(位置アノテーションの記録)
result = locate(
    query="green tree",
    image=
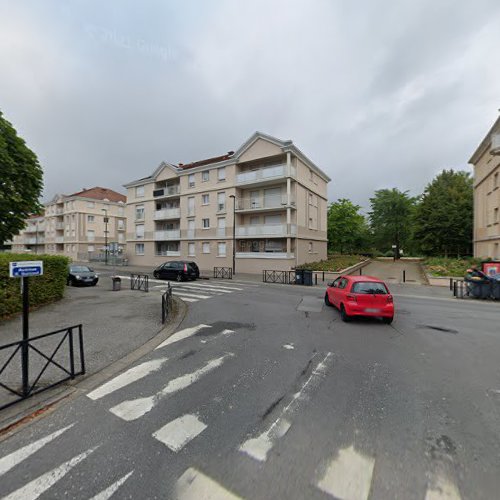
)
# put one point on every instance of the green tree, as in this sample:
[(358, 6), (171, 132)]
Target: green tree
[(21, 181), (444, 215), (391, 219), (347, 228)]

▸ **作業内容**
上の行から、文字列「tree」を含む行をすべて探し、そのまま書き写す。大文字と小文字は区別する。

▸ **想定解答**
    query="green tree",
# put one point on every instance of the green tree, as in this sample:
Target: green tree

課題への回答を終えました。